### Task item
Search the records for the word "grass". Copy every line where it appears.

### Task data
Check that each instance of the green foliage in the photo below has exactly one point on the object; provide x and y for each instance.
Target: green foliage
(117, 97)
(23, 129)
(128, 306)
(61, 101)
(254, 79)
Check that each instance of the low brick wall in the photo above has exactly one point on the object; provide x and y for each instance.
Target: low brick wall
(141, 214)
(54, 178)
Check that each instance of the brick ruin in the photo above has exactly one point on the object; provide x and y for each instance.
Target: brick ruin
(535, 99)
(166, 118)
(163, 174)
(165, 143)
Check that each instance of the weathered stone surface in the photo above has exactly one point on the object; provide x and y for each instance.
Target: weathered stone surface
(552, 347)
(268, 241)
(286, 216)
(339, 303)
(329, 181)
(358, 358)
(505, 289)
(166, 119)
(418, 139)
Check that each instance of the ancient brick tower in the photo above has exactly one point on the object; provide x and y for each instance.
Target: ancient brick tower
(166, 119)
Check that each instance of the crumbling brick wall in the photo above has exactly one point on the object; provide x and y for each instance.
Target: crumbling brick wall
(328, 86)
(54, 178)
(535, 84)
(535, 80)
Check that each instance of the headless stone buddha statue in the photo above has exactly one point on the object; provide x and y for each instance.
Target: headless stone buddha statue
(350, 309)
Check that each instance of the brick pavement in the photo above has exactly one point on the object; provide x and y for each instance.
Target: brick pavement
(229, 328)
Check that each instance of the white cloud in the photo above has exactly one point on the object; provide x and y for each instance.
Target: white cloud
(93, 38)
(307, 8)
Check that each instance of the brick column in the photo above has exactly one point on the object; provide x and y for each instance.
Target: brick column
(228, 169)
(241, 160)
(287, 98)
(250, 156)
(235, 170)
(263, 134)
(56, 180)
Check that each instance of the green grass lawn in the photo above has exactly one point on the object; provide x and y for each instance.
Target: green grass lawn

### Completed exercise
Check that each instance of the green grass lawn in the photo above has exactly one point on the object; provide x and y for each instance.
Target: green grass lawn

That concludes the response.